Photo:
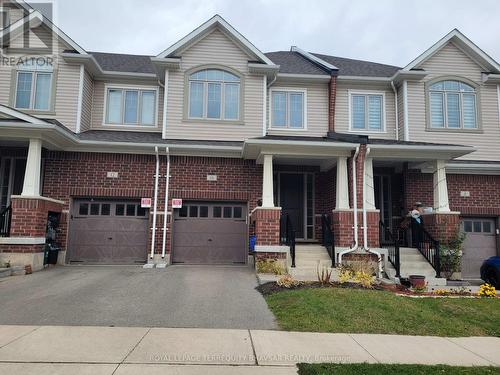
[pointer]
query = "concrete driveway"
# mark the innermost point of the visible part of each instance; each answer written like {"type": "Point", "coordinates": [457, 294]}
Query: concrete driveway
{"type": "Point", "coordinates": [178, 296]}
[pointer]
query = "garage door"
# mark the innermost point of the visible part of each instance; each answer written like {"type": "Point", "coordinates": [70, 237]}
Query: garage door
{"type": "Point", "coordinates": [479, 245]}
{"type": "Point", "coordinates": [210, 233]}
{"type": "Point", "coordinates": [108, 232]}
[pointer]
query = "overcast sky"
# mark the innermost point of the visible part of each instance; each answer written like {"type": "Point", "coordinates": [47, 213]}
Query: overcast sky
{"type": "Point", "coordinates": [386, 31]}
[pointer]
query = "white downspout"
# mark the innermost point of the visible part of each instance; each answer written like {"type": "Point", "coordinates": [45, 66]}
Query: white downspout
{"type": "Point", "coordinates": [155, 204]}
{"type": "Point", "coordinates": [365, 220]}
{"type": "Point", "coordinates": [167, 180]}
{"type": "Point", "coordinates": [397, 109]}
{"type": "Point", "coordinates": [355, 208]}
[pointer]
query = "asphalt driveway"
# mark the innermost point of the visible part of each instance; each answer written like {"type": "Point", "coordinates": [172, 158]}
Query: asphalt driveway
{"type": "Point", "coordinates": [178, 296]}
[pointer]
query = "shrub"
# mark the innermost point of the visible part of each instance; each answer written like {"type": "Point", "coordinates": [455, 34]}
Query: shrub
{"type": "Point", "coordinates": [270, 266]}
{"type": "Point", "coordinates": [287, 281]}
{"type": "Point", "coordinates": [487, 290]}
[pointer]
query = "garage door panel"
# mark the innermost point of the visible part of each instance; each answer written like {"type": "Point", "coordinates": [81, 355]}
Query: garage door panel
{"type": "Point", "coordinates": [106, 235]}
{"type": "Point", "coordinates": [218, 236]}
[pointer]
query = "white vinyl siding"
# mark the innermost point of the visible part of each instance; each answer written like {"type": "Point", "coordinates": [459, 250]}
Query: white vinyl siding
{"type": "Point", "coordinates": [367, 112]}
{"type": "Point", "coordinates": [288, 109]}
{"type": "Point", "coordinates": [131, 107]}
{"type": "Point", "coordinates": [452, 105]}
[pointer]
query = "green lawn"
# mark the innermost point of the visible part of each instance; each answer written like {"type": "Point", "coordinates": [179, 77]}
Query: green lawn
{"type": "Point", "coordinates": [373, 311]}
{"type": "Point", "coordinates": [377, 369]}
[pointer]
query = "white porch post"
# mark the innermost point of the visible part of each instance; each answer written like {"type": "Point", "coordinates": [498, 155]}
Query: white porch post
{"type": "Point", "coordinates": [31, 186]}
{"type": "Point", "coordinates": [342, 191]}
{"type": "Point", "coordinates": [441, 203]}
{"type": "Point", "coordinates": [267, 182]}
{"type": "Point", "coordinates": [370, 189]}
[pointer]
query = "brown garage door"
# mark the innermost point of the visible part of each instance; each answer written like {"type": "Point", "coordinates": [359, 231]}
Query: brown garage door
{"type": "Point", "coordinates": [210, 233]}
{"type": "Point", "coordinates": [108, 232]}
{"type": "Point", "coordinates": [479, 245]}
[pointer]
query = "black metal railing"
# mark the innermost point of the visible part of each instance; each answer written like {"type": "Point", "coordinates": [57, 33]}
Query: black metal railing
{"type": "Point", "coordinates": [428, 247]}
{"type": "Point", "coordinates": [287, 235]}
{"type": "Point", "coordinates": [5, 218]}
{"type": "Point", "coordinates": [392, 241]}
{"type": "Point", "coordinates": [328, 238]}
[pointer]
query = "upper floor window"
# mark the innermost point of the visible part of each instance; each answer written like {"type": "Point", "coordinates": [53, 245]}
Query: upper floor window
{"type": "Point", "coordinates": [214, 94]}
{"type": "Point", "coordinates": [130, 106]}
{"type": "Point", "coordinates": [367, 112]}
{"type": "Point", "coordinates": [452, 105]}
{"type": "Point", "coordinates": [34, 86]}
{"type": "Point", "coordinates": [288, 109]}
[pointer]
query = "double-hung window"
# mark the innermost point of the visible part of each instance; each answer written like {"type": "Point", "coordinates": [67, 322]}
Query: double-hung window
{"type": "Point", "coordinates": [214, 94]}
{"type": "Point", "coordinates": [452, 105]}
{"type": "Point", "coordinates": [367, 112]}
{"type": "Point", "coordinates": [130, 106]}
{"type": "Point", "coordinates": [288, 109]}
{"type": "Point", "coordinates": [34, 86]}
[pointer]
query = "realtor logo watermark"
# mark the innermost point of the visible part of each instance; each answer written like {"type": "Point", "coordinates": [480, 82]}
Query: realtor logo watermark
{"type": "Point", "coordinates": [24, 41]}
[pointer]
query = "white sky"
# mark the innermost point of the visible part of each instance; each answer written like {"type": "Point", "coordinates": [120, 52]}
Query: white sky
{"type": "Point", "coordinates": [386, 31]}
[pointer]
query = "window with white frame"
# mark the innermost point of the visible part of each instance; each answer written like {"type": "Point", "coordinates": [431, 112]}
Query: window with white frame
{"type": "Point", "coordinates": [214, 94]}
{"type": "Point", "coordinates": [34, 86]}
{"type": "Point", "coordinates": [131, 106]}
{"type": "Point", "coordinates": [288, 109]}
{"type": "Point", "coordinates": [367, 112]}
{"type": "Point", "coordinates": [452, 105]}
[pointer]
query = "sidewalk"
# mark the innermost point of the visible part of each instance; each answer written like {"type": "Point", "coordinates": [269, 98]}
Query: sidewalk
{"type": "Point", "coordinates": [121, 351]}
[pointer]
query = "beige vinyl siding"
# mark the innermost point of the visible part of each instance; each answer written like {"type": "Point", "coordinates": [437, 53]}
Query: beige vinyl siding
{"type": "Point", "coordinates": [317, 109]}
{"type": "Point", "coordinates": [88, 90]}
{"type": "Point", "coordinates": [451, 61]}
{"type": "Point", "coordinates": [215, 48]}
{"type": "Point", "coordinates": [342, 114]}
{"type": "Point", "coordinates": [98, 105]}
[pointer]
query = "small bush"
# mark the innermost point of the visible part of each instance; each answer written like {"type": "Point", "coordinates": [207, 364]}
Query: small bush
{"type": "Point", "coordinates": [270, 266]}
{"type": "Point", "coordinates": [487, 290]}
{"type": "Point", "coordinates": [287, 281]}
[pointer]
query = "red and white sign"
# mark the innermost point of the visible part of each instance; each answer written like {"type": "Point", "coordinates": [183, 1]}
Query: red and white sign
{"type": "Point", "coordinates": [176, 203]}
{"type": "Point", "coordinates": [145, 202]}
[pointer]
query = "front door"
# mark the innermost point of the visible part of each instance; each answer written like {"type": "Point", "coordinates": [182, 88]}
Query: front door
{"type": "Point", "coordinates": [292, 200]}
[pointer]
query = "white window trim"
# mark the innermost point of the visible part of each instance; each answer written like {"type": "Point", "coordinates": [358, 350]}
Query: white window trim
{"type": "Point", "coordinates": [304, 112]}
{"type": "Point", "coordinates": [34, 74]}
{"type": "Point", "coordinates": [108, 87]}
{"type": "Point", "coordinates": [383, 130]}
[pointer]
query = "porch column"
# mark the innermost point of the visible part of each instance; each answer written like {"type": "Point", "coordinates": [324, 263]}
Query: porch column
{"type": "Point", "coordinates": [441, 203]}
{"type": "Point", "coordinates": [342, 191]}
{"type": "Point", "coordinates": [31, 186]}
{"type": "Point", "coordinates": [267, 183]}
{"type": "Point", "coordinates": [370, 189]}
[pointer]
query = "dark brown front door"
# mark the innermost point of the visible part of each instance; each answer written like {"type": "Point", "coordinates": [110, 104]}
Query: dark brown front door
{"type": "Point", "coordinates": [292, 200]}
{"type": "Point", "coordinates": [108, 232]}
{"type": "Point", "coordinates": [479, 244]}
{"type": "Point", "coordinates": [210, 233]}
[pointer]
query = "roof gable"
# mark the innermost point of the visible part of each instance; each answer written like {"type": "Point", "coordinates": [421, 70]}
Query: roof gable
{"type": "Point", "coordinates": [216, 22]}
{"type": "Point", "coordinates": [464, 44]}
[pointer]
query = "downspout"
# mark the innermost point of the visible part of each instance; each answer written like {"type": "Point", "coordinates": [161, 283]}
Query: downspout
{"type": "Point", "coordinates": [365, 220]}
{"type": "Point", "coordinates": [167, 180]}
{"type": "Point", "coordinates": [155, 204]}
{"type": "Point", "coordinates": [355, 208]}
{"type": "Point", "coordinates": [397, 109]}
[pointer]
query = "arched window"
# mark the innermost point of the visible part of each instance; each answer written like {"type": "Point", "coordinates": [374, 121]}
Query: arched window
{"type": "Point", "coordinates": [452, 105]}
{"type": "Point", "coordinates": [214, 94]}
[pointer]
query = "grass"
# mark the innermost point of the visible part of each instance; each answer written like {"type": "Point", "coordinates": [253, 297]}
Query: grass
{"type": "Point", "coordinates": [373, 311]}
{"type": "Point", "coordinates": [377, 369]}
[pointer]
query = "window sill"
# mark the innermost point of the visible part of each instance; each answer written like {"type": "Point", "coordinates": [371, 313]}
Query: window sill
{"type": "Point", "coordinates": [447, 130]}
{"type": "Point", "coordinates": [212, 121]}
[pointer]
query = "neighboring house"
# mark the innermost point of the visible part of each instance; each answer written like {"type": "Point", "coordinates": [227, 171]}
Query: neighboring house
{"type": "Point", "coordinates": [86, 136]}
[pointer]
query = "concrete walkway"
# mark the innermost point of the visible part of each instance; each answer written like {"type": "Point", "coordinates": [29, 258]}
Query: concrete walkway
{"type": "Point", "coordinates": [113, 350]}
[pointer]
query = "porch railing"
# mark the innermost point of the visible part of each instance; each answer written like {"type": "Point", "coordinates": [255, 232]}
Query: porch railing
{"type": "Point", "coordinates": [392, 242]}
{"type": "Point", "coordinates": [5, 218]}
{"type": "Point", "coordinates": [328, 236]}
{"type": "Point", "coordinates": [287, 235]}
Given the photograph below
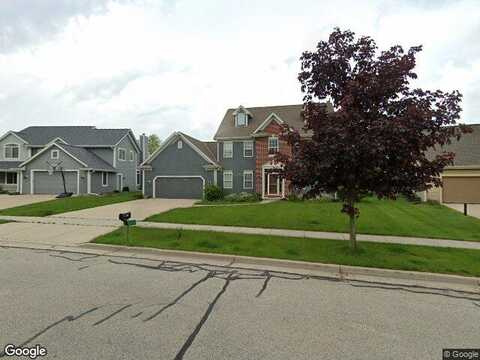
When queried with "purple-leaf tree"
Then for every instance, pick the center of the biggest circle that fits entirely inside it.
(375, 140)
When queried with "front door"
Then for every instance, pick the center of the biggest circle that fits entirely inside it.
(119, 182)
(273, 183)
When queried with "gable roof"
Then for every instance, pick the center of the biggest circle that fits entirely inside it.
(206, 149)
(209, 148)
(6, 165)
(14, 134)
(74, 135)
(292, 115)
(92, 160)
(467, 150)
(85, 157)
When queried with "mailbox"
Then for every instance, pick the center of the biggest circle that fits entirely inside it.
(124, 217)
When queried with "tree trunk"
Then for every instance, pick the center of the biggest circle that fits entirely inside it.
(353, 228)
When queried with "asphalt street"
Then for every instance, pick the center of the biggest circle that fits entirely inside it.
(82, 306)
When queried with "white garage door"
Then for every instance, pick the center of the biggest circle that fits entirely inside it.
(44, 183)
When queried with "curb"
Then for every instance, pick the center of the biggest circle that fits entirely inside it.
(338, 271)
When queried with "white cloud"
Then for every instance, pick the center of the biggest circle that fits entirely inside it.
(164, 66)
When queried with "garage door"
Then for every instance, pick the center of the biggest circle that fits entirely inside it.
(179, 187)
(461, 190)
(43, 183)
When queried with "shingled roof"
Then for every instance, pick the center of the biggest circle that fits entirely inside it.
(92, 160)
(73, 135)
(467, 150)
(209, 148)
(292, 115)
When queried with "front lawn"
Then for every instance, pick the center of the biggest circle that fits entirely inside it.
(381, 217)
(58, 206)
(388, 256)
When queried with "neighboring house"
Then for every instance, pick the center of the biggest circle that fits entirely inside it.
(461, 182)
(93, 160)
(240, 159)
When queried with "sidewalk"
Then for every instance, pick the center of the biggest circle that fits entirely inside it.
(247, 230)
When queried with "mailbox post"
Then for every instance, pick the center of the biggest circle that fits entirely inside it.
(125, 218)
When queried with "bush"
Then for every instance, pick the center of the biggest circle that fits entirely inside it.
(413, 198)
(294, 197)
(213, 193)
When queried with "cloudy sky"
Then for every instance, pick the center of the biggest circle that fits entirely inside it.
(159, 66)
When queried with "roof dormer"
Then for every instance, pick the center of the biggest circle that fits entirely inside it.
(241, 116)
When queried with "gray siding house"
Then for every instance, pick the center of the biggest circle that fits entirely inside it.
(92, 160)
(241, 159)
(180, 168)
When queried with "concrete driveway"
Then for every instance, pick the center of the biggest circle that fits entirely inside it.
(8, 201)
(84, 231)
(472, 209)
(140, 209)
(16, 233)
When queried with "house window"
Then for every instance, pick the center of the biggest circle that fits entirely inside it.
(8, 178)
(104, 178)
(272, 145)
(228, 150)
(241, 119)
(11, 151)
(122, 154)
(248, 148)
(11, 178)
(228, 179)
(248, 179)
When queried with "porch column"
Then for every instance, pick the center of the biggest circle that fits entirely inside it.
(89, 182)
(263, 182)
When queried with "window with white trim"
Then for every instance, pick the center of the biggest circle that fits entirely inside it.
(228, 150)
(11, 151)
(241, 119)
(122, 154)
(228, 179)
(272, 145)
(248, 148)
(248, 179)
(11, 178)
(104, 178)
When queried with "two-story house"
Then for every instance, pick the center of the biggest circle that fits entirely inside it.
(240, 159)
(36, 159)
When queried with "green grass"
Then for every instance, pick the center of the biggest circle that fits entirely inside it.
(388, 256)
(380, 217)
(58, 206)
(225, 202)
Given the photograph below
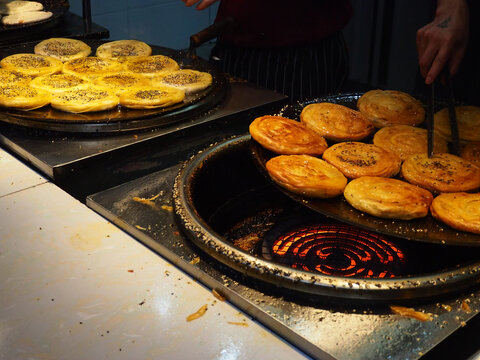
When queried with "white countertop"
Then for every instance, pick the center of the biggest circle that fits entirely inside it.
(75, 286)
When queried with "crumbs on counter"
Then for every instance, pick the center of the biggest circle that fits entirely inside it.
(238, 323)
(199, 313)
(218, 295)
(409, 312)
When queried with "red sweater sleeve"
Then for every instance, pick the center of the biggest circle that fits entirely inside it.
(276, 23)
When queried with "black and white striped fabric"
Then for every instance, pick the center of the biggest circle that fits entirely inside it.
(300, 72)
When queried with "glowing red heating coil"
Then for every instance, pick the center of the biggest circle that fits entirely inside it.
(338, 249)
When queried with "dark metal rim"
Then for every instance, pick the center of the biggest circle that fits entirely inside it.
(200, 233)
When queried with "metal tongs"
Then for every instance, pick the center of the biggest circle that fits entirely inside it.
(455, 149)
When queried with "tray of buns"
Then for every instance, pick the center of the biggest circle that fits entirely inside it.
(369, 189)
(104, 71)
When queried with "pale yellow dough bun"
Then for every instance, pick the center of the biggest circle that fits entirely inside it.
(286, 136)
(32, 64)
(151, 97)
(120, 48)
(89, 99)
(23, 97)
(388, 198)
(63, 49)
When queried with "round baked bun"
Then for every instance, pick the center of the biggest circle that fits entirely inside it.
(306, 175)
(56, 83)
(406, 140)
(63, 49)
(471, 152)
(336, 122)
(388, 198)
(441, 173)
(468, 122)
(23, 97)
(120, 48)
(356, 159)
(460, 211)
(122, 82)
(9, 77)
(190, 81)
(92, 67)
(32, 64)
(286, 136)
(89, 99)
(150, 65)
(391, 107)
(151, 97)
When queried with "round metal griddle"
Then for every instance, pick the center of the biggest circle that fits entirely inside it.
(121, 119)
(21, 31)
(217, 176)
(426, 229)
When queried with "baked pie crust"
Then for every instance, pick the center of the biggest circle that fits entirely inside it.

■ **Directions for this task**:
Count the lines of the listing above that contain the string "column", treating uppercase and lowercase letters as distinct, and reply with the number alone.

■ **Task response**:
3